▶ WRITTEN INSTRUCTION
Arrange the entries below, from the start up to and including the line that contains "left=689, top=125, right=800, bottom=158", as a two-column CSV with the headers input and output, one row per entry holding its text and its answer. Put each value in a single quoted field with line breaks turned into spaces, and leave the pictures out.

▶ MATERIAL FOR THIS EXERCISE

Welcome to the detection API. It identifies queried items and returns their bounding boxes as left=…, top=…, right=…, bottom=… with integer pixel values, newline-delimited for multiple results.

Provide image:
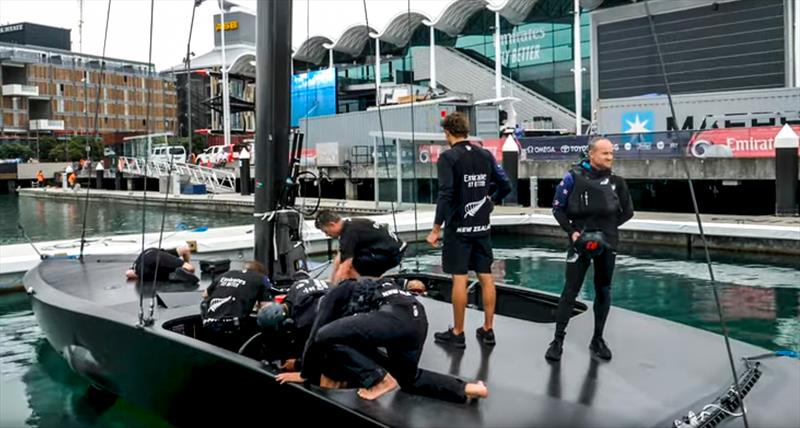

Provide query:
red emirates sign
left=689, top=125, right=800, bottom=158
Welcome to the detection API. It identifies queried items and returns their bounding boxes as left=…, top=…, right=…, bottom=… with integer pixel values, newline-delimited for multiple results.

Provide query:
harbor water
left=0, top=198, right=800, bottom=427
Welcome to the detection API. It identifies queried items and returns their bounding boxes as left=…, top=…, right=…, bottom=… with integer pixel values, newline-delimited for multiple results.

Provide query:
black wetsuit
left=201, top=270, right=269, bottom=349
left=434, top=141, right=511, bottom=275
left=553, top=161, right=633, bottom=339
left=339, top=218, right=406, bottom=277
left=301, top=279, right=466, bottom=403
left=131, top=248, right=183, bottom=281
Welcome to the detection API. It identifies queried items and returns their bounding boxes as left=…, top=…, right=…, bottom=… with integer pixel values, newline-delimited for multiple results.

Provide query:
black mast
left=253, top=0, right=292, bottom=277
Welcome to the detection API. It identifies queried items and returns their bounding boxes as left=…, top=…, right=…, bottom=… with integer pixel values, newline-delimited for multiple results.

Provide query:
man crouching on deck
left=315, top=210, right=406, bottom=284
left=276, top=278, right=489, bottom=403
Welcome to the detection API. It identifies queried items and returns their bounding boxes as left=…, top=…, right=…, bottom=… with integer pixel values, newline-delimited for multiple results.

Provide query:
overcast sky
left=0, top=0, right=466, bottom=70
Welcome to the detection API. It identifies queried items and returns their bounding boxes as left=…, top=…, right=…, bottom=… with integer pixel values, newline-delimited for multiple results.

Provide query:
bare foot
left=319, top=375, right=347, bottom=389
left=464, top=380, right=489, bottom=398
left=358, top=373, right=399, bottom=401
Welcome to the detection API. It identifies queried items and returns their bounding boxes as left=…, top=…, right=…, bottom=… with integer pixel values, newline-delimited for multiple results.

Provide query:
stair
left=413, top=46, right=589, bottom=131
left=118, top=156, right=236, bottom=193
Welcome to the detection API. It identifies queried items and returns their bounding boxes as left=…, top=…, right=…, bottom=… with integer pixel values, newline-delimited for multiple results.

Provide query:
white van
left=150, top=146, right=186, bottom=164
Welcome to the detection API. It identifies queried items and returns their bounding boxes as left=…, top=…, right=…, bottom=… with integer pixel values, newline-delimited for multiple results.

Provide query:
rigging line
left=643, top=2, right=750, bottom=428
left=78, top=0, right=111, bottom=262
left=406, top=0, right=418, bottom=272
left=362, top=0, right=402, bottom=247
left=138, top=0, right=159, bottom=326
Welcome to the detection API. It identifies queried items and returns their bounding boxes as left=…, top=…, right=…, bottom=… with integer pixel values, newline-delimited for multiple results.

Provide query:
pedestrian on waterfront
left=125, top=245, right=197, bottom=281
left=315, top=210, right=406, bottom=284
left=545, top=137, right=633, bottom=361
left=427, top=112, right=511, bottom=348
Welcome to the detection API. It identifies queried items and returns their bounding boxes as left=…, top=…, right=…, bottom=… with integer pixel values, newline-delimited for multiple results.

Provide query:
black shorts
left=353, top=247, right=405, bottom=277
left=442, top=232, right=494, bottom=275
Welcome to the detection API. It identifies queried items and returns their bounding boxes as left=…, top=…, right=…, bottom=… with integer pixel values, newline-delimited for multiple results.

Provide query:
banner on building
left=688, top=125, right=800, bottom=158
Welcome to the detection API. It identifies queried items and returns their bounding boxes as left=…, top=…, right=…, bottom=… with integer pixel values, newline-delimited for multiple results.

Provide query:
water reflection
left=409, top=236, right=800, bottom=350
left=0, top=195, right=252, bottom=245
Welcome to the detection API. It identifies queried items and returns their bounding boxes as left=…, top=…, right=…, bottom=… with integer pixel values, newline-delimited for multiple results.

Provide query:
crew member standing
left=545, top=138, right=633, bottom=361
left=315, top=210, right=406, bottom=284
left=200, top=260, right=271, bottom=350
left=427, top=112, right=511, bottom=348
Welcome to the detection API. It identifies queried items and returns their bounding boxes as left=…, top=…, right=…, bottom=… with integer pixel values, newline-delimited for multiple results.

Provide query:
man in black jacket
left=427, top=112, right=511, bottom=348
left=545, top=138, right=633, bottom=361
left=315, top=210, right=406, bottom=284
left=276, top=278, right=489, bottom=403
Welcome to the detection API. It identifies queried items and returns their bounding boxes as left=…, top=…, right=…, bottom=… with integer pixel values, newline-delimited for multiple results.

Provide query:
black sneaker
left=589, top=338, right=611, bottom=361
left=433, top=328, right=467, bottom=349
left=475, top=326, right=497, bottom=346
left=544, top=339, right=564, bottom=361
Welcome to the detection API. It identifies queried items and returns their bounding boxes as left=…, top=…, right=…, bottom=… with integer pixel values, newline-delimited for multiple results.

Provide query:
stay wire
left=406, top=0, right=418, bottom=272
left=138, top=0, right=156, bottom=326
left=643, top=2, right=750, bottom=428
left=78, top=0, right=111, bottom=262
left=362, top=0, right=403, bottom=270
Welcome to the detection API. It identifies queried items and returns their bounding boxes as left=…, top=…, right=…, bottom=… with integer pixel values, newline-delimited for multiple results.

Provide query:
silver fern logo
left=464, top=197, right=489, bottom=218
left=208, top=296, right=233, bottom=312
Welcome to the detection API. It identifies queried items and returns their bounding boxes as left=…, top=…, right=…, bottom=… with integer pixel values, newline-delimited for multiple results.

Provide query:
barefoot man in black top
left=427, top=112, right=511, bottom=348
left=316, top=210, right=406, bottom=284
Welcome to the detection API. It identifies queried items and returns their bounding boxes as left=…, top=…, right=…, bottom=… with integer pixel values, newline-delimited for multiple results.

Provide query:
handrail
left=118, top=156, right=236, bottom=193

▶ WRITTEN REPLY
input,output
"Welcome to the detection API. It identifies queried items and returns their bounding boxes as left=…, top=…, right=…, bottom=… with integer pixel values, newline-delimited for multiple results. Provide image: Provide query: red emirates sign","left=689, top=125, right=800, bottom=158"